### What is being asked
Return the line that contains "column 314, row 31" plus every line after it to the end of the entries below, exactly as given, and stop there.

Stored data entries
- - -

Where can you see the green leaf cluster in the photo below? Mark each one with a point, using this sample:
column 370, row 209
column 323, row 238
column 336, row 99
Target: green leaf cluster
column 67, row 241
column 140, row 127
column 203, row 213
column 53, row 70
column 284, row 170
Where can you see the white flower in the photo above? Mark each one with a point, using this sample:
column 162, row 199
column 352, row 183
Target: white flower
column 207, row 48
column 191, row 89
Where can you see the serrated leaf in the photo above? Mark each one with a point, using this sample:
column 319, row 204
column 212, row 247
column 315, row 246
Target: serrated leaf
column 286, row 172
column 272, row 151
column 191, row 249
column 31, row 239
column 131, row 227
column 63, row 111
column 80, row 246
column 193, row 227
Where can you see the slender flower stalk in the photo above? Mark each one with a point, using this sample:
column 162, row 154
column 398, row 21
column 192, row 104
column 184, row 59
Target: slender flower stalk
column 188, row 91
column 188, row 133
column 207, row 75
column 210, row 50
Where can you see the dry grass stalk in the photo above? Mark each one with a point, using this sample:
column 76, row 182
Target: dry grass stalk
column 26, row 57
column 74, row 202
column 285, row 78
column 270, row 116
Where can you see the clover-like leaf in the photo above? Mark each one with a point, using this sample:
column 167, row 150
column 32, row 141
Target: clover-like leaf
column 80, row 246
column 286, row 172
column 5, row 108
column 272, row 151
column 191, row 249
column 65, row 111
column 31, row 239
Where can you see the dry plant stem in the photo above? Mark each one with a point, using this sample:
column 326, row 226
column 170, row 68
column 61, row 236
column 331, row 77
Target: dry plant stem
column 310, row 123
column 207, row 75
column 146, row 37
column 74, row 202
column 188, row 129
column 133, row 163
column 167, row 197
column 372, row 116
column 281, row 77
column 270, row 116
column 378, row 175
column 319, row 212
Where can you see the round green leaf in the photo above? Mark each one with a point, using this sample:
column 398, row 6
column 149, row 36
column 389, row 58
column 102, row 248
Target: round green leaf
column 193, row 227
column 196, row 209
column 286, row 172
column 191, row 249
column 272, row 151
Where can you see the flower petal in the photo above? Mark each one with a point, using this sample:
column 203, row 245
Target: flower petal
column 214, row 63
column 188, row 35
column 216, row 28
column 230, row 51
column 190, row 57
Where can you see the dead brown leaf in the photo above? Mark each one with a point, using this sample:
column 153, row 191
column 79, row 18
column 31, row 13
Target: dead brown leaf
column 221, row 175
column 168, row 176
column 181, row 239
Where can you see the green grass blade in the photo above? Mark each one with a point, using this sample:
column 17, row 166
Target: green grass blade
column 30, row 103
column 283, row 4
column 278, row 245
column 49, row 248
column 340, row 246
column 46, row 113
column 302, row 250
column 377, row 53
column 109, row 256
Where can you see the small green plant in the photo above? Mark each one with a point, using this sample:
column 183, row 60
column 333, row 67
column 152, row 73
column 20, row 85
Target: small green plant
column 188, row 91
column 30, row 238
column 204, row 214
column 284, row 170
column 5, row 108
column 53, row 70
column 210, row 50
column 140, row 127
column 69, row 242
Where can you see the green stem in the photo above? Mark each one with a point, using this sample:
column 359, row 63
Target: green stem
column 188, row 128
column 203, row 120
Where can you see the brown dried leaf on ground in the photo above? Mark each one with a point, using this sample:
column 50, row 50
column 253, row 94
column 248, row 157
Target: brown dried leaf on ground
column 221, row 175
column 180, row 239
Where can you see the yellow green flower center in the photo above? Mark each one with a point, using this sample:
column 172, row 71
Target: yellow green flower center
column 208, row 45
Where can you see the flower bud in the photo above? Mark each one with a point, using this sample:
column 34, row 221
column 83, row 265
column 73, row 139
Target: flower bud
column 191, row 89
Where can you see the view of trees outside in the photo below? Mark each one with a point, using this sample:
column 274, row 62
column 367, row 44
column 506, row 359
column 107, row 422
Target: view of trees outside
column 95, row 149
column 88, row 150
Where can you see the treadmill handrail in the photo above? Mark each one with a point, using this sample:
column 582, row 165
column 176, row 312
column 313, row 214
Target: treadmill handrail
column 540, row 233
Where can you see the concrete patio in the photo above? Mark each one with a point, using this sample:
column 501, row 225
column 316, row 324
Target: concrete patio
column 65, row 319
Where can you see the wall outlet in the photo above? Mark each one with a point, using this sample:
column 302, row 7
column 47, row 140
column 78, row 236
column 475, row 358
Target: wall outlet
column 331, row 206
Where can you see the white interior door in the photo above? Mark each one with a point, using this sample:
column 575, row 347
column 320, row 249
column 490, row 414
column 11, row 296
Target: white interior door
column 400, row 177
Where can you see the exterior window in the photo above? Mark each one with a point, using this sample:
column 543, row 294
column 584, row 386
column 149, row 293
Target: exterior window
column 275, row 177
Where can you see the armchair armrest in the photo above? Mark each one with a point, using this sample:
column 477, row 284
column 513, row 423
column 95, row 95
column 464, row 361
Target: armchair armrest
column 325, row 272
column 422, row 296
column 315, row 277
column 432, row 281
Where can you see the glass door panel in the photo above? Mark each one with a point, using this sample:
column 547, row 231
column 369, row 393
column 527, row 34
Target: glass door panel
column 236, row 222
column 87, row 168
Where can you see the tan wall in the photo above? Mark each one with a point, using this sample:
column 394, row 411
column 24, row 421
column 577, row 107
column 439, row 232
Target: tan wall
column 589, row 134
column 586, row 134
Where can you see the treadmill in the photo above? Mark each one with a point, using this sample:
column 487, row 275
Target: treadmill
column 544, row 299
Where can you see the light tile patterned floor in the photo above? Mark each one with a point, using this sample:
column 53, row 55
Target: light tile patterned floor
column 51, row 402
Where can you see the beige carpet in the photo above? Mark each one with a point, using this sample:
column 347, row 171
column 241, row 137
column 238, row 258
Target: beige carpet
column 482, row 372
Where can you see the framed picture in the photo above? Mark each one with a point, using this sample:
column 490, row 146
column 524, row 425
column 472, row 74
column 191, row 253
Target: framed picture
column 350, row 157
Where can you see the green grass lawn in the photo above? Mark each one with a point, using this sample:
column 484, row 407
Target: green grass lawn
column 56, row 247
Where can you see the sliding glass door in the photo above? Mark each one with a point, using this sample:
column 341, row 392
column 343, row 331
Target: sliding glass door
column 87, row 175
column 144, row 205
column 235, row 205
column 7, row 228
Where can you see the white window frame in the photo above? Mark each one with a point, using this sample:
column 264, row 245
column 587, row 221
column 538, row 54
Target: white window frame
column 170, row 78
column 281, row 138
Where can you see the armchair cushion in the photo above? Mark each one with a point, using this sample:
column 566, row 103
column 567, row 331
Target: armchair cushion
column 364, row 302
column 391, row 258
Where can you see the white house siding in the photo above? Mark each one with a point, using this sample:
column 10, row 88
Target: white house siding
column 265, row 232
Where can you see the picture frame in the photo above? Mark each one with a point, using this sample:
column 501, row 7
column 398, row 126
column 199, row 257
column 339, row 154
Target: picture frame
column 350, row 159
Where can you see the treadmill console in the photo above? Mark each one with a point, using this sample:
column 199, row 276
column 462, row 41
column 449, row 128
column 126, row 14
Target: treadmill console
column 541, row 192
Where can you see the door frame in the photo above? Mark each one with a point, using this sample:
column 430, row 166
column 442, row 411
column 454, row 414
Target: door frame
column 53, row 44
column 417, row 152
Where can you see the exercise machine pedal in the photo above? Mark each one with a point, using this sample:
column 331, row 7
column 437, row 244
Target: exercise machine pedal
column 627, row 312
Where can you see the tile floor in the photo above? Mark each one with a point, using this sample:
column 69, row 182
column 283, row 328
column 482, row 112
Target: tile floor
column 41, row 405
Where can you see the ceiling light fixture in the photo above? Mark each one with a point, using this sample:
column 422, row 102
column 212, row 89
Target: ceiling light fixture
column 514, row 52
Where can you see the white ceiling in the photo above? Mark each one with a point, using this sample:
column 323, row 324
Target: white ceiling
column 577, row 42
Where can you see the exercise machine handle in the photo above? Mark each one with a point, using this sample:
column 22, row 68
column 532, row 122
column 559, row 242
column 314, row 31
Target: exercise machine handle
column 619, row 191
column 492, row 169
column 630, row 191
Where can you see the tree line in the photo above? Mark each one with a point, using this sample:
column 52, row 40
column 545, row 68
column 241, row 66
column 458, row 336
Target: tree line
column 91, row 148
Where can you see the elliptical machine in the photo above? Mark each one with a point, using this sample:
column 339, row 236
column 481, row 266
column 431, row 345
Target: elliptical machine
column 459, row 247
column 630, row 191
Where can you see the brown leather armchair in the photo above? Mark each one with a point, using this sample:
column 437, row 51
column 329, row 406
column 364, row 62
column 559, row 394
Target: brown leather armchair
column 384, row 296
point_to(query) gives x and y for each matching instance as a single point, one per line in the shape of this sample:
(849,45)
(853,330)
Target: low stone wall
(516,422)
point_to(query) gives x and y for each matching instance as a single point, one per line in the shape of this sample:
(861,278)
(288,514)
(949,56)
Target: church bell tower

- - -

### Written solution
column 314, row 31
Target: exercise machine handle
column 619, row 191
column 492, row 169
column 630, row 191
Where can you see the tree line in the photo above? Mark each one with a point, using this sample:
column 52, row 40
column 545, row 68
column 241, row 66
column 458, row 336
Target: tree line
column 91, row 148
Where can you see the elliptical machine in the photo above? Mark each one with a point, using this sample:
column 339, row 236
column 481, row 266
column 431, row 345
Target: elliptical machine
column 459, row 247
column 630, row 191
Where can you see the brown leather armchair in the photo above? Mark each one with a point, using this sample:
column 437, row 51
column 329, row 406
column 364, row 62
column 559, row 394
Target: brown leather armchair
column 384, row 296
point_to(query) gives x and y for each matching instance as a single point, one per line in the shape of this sample:
(849,45)
(853,330)
Target: low stone wall
(516,422)
point_to(query) gives x and y for each matching instance as a single point, one per line in the shape of this sample:
(861,278)
(288,514)
(949,56)
Target: church bell tower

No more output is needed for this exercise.